**Activity**
Please repeat every entry exactly as given, apart from dropping the images.

Data supplied Block Start

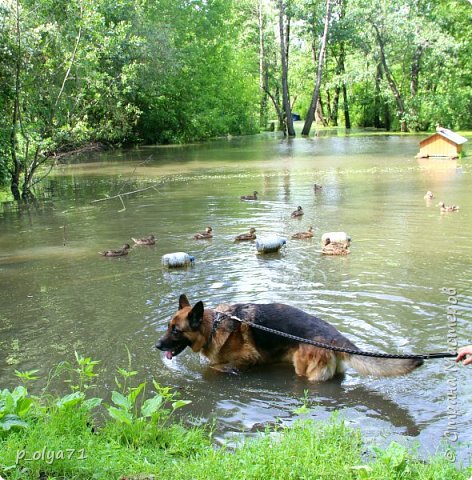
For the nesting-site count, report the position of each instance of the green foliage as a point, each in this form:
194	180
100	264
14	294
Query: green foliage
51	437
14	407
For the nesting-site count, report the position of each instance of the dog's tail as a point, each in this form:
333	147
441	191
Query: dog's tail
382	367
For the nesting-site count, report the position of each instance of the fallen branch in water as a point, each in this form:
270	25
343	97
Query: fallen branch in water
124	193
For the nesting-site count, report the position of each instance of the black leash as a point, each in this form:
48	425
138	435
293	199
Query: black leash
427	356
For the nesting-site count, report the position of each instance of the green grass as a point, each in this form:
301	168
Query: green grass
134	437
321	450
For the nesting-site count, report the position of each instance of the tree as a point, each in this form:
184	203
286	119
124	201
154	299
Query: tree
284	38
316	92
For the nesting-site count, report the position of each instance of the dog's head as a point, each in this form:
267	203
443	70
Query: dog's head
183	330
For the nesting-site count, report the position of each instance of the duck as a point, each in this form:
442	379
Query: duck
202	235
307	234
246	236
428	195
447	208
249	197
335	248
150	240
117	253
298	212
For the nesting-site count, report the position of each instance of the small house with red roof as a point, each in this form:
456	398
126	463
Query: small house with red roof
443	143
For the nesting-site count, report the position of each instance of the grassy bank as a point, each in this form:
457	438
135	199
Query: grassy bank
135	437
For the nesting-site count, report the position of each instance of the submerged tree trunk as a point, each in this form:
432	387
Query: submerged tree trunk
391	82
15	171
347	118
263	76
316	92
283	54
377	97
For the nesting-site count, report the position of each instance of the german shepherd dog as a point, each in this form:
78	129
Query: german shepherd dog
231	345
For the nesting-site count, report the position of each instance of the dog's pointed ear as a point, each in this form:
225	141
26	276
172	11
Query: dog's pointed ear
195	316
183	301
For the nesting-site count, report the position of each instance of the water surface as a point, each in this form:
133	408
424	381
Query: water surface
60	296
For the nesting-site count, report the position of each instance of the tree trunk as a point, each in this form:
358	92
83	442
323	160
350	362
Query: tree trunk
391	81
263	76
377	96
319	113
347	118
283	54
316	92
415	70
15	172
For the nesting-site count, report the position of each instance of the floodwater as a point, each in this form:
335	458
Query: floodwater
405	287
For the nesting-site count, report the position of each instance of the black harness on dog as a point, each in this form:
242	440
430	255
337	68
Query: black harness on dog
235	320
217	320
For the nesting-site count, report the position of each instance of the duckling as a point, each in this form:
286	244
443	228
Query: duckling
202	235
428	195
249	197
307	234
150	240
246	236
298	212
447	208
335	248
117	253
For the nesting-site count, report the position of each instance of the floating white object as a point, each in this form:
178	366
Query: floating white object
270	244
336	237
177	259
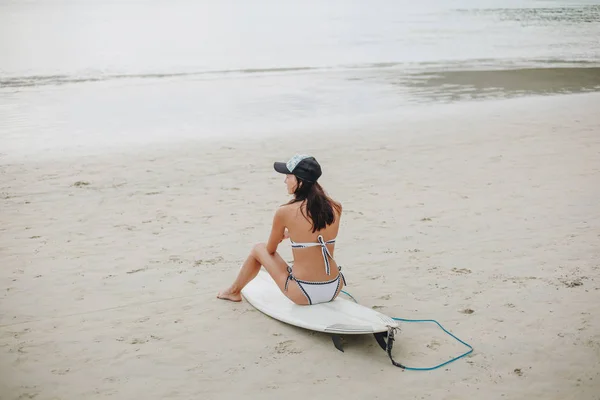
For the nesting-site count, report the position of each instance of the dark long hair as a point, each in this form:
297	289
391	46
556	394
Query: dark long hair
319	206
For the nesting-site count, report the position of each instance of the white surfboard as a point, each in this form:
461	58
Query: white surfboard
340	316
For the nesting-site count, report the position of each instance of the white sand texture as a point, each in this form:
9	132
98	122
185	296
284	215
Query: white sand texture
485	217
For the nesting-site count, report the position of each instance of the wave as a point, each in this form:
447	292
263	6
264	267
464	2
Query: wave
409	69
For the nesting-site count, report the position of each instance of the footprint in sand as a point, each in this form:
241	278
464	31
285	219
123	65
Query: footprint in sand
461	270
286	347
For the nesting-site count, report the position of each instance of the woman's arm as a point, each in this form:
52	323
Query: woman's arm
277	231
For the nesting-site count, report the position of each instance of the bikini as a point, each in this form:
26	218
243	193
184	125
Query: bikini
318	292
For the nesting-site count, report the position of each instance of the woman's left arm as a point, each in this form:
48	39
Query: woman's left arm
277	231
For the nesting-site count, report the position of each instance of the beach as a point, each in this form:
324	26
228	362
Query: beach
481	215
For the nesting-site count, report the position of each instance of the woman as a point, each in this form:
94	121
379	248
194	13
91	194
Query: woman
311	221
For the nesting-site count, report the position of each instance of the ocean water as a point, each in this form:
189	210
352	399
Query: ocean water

Data supplied Block End

**Result**
For the nesting-site count, report the position of each instance of the green foliage as a point, each in this form:
194	180
100	264
14	294
Query: green foliage
51	437
14	407
For the nesting-site count, report the position of each instance of the dog's tail as a point, each in this form:
333	147
441	191
Query: dog's tail
382	367
For the nesting-site count, report the position of each instance of the fallen branch in water as a point, each in this form:
270	25
343	97
Query: fallen branch in water
124	193
For the nesting-site count, report the position of each instance of the black leash as a point, each in this form:
48	425
138	435
293	199
Query: black leash
427	356
For the nesting-site count, report the position of each instance of the green grass as a point, each in this form:
301	168
Query: green grass
134	437
321	450
For the nesting-site count, report the position of each instance of the tree as a point, each in this form:
184	203
286	119
124	201
154	299
Query: tree
284	38
316	92
For the nesting-site count, report the position of each instance of the dog's head as a point, each in this form:
267	203
443	70
Query: dog's head
183	330
For the nesting-site count, report the position of each instance of the duck as a point, each in this form:
442	379
Query: duck
202	235
307	234
246	236
428	195
447	208
249	197
335	248
150	240
117	253
298	212
For the nesting-site count, report the position of each instance of the small house with red roof as a point, each in this form:
456	398
126	463
Query: small house with red roof
443	143
For the nesting-site count, report the position of each instance of the grassy bank as a point, each in this form:
457	438
135	199
Query: grassy bank
135	437
For the nesting-site count, report the position of each instance of the submerged tree trunk as a point, each in this form:
432	387
Query: submerged tree trunk
391	82
15	171
347	118
263	76
316	92
283	54
377	97
For the nesting-site count, report the position of each instance of the german shepherd dog as a point, each in this form:
78	129
Query: german shepherd dog
231	345
For the nesting-site count, report the position of each instance of the dog's pointed ear as a point, each in this form:
225	141
26	276
172	11
Query: dog's pointed ear
195	316
183	301
For the nesting-site count, report the position of each instance of the water surface as a point, each in this form:
133	408
424	381
Query: water surface
60	296
For the nesting-site count, report the position of each instance of the tree trunk as a point, each in this form:
358	92
83	442
323	160
350	362
Query: tree trunk
391	81
263	76
377	96
319	113
347	118
283	54
316	92
415	70
15	172
For the nesting-site count, report the position of each instance of the floodwater as a point, each in this form:
335	458
Query: floodwater
405	287
For the nesting-site count, report the position of each instance of the black harness on dog as a point, each in this form:
242	440
430	255
337	68
Query: black harness on dog
235	320
217	320
For the nesting-site count, report the position of each instance of the duckling as a point, each in this form:
286	244
443	228
Query: duckling
202	235
428	195
249	197
307	234
150	240
246	236
298	212
447	208
335	248
117	253
For the nesting-site count, report the position of each instance of the floating white object as a point, each in this form:
178	366
Query: floating white object
270	244
336	237
177	259
For the nesting-site count, report the position of each instance of the dark long hair as a point, each in this form:
297	289
391	46
556	394
Query: dark long hair
319	206
For the nesting-site count, report the position of each instance of the white surfboard as a point, each in this form:
461	58
Query: white surfboard
340	316
For the nesting-site count, report the position of each instance of the white sand texture as a point, each in this form:
9	132
98	122
185	296
284	215
Query: white sand texture
485	217
For the nesting-site count, report the position of each instance of the wave as a point, each in this form:
447	292
263	6
264	267
464	2
Query: wave
409	69
For the nesting-site count, report the position of each instance of the footprint in sand as a point, each in this form:
241	278
464	31
285	219
123	65
Query: footprint in sand
461	270
286	347
For the nesting-site count, report the position of each instance of the woman's arm as a point, each in this form:
52	323
Query: woman's arm
277	231
For the nesting-site count, report the position of each instance of the bikini as a point, each in this form:
26	218
243	193
184	125
Query: bikini
318	292
For the nesting-site count, report the position of each instance of the woman's left arm as a point, each in this form:
48	39
Query: woman's left arm
277	231
For the nesting-site count, report the position of each instance of the beach as a point, each in this form:
324	26
228	362
Query: beach
481	215
For the nesting-site count, report the position of each instance of the woman as a point, each in this form:
94	121
379	248
194	13
91	194
Query: woman
311	221
For the nesting-site count, report the position of each instance of the ocean water as a point, each in this form:
189	210
352	399
Query: ocean water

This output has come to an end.